Document |
Je n’ai pas travaillé du tout d’après photos; par contre, il m’est arrivé de me lever la nuit pour voir les éclairages, la luminosité à différentes heures, les ambiances générales. Quant aux images de jour, le matin, j’ai représenté les ombres qui partaient sur la gauche et le soir , sur la droite, ces heures où les ombres courent plus loin. Et puis on y voit aussi des heures où la lumière zénithale fait qu’il n’y a pas d’ombres au sol. Si , pour ne pas reproduire la même image, j’ai voulu exprimer les changements d’heure , avec ce côté matinées et soirées, j’ai représenté aussi des changements de temps: lorsque le linge vole, c’est une journée de tempête…la journée très pâle , c’est une journée avec brouillard… On voit un temps pluvieux également etc.

Cette bd fait un clin d’œil au cinéma et à la littérature , on l’a vu , mais également au théâtre…Est-ce parce que la vie des autres, au travers des fenêtres, acquiert un côté presque irréel et qu’on croit y voir une pièce qui se joue sous nos yeux? Y-a-t-il un clin d’œil aux décors en carton-pâte d’Hitchcock?

Consigne |
Recopiez le passage du document qui commence par "Je n’ai pas" et se termine par "pluvieux également etc.".

Éléments d'une collection d'étiquetage
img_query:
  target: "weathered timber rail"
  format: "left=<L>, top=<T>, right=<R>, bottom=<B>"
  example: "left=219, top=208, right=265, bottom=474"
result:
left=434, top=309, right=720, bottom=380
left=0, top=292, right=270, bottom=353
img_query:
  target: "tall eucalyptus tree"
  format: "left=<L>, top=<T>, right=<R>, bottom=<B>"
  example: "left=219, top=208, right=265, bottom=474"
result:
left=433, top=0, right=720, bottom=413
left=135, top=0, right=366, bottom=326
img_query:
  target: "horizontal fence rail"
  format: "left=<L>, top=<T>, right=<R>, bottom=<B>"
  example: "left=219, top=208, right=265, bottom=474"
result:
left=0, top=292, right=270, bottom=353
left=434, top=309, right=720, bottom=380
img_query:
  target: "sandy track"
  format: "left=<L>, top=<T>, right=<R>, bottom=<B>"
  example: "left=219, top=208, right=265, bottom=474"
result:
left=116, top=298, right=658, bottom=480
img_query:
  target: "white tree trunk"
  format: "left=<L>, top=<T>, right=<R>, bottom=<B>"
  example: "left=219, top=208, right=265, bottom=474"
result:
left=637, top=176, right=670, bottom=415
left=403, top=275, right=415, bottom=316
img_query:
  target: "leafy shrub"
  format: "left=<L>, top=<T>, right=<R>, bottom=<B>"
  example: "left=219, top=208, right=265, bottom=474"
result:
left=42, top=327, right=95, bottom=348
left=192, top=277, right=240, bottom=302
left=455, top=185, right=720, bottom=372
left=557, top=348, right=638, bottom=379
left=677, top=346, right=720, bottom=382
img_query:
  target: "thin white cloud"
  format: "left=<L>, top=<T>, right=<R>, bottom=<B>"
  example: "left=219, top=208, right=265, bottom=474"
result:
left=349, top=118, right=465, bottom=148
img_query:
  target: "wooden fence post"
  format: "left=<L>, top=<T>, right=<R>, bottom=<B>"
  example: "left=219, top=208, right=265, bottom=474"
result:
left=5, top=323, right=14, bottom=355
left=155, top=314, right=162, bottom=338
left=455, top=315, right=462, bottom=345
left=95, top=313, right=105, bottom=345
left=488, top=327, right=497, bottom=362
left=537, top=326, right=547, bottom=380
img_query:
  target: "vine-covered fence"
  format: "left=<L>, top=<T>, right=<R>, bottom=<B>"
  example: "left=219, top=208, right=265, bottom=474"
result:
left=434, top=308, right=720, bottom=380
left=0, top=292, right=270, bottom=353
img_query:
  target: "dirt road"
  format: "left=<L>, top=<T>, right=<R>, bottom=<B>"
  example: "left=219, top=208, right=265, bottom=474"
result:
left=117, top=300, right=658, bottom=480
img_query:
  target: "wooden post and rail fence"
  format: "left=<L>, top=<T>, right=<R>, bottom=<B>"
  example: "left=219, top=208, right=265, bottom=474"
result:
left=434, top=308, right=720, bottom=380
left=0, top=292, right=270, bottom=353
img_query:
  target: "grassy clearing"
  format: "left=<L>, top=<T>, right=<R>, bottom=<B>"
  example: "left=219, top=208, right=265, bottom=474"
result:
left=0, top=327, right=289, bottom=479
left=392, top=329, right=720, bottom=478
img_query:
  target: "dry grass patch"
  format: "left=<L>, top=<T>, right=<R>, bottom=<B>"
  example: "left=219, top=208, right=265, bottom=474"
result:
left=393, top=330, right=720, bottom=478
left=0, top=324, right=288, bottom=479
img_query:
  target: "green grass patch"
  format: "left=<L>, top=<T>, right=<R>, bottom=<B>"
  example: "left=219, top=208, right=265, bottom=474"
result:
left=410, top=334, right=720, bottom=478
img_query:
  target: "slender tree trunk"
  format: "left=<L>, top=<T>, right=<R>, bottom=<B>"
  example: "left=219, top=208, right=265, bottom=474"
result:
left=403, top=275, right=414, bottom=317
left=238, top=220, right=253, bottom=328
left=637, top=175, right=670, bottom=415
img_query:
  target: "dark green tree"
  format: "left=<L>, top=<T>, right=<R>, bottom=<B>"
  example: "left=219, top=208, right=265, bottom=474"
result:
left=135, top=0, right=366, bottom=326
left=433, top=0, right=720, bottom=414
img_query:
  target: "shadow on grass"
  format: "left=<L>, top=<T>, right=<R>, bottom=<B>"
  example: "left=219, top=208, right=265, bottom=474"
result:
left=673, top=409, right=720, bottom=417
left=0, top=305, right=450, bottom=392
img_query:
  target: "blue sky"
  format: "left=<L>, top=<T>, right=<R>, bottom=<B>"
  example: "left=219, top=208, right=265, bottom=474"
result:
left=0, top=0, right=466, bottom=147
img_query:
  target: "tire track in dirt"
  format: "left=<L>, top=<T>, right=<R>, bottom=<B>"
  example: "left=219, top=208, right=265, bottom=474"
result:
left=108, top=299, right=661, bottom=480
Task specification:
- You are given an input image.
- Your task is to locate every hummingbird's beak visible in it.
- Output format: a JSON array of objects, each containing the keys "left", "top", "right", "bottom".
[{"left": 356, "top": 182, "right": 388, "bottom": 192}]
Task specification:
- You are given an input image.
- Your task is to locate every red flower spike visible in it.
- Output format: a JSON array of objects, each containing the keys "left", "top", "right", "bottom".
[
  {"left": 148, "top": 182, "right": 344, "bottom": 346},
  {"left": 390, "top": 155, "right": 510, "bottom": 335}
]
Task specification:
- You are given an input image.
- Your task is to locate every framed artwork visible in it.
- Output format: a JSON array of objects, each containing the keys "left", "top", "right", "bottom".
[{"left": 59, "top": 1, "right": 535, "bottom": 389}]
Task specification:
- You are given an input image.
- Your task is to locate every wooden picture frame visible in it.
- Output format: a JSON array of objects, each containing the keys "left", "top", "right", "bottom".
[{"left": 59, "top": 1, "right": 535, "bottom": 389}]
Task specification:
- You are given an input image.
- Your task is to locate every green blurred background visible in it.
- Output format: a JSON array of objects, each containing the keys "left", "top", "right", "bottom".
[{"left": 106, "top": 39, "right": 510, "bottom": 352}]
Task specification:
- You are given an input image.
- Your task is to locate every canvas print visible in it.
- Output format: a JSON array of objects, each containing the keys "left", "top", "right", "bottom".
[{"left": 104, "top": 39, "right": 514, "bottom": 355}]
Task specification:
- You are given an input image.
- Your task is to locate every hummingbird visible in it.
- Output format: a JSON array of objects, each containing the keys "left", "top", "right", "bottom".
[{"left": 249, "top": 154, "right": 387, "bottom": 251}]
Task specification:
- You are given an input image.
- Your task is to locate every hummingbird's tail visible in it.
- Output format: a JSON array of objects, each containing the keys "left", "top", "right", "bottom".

Réponse complète |
Je n’ai pas travaillé du tout d’après photos; par contre, il m’est arrivé de me lever la nuit pour voir les éclairages, la luminosité à différentes heures, les ambiances générales. Quant aux images de jour, le matin, j’ai représenté les ombres qui partaient sur la gauche et le soir , sur la droite, ces heures où les ombres courent plus loin. Et puis on y voit aussi des heures où la lumière zénithale fait qu’il n’y a pas d’ombres au sol. Si , pour ne pas reproduire la même image, j’ai voulu exprimer les changements d’heure , avec ce côté matinées et soirées, j’ai représenté aussi des changements de temps: lorsque le linge vole, c’est une journée de tempête…la journée très pâle , c’est une journée avec brouillard… On voit un temps pluvieux également etc.